───── Text segment ─────
A string choosing how to handle the scattering signal:

omit: Replace it with NA.

pchip

Interpolate it line-by-line using piecewise cubic Hermitean polynomials (pchip). Pass a by argument to choose the direction of interpolation; see Details.

loess

Interpolate it by fitting a locally weighted polynomial surface (loess). In this case the remaining parameters are passed verbatim to loess, which may be used to set parameters such as span.

kriging

Interpolate it by means of ordinary or simple Kriging, as implemented in pracma function kriging. Pass a type argument to choose between the two methods. This method is not recommended due to its high CPU time and memory demands: it has to invert a dense $O(N^2)$ matrix (which easily reaches multiple gigabytes for some EEMs), then take its products with vectors $O(N)$ times, with $N =$ length(x).

whittaker

Interpolate it by minimising a weighted sum of squared residuals (for known part of the spectrum) and roughness penalty (squared central difference approximations for derivatives by $\lambda_\mathrm{em}$ and $\lambda_\mathrm{ex}$). See Details for more information and parameters.

add.zeroes

Set intensities at $ \lambda_\mathrm{em} < \lambda_\mathrm{ex} - \mathtt{add.zeroes}\:\mathrm{nm} $ to $0$ unless they have been measured. Set to NA to disable this behaviour.

Raman.shift

Raman shift of the scattering signal of water, $\textrm{cm}^{-1}$.

...

Passed verbatim from feemscatter generics to feemscatter.feem.
───── Records ─────
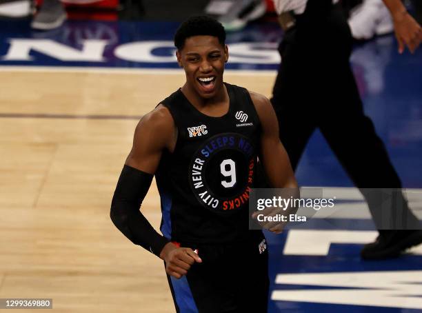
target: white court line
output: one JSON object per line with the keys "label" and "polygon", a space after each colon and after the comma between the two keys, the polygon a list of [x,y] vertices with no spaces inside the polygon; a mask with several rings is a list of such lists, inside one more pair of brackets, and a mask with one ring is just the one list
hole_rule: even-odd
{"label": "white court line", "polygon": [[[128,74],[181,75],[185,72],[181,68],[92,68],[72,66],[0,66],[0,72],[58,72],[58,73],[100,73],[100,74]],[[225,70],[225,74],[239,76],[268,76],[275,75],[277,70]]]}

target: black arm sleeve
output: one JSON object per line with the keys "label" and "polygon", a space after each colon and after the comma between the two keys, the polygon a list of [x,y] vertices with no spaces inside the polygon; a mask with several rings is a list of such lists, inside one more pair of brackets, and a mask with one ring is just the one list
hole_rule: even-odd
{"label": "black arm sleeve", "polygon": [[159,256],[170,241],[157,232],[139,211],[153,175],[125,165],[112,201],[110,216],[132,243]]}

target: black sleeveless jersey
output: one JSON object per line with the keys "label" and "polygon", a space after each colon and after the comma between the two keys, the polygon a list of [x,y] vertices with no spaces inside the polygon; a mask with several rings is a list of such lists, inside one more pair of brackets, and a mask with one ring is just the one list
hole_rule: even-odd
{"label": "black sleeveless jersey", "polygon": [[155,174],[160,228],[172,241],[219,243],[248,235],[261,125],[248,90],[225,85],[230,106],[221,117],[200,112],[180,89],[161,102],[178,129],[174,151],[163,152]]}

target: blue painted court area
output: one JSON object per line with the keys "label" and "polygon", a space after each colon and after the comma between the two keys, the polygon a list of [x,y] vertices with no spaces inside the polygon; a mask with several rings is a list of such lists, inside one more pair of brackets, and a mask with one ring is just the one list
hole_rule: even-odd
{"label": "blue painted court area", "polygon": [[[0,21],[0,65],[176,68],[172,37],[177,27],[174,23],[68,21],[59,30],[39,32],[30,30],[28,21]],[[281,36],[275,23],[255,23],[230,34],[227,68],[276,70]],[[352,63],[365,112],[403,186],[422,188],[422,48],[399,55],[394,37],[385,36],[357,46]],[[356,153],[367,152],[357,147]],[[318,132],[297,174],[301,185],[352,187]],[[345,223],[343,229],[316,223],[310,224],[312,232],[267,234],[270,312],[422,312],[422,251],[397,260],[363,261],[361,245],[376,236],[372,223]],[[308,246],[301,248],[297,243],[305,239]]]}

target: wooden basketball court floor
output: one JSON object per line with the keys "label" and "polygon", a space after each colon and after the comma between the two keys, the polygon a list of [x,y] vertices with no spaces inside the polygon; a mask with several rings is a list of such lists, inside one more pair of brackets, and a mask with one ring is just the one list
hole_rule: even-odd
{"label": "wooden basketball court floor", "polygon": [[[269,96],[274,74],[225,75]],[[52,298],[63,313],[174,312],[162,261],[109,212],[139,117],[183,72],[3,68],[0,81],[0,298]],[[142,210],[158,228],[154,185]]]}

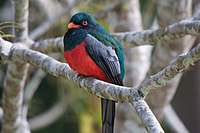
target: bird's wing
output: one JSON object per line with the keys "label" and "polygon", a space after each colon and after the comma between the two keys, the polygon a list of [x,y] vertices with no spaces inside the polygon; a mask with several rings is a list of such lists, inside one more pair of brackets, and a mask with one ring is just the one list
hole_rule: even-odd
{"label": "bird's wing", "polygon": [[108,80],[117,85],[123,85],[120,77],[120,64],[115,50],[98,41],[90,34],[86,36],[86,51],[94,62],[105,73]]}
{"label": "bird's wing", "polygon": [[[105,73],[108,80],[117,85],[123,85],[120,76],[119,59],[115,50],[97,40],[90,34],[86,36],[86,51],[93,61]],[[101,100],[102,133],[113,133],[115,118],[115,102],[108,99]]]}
─────
__Given task 1__:
Please rewrite the scattering options text, starting at the words "Interpolate it by means" and ending after "disable this behaviour.", with "squared residuals" replaced by "squared errors".
__Given task 2__:
In the scattering options text, which argument chooses between ordinary and simple Kriging?

__Complete answer 1__:
Interpolate it by means of ordinary or simple Kriging, as implemented in pracma function kriging. Pass a type argument to choose between the two methods. This method is not recommended due to its high CPU time and memory demands: it has to invert a dense $O(N^2)$ matrix (which easily reaches multiple gigabytes for some EEMs), then take its products with vectors $O(N)$ times, with $N =$ length(x).

whittaker

Interpolate it by minimising a weighted sum of squared errors (for known part of the spectrum) and roughness penalty (squared central difference approximations for derivatives by $\lambda_\mathrm{em}$ and $\lambda_\mathrm{ex}$). See Details for more information and parameters.

add.zeroes

Set intensities at $ \lambda_\mathrm{em} < \lambda_\mathrm{ex} - \mathtt{add.zeroes}\:\mathrm{nm} $ to $0$ unless they have been measured. Set to NA to disable this behaviour.

__Complete answer 2__:
The type argument.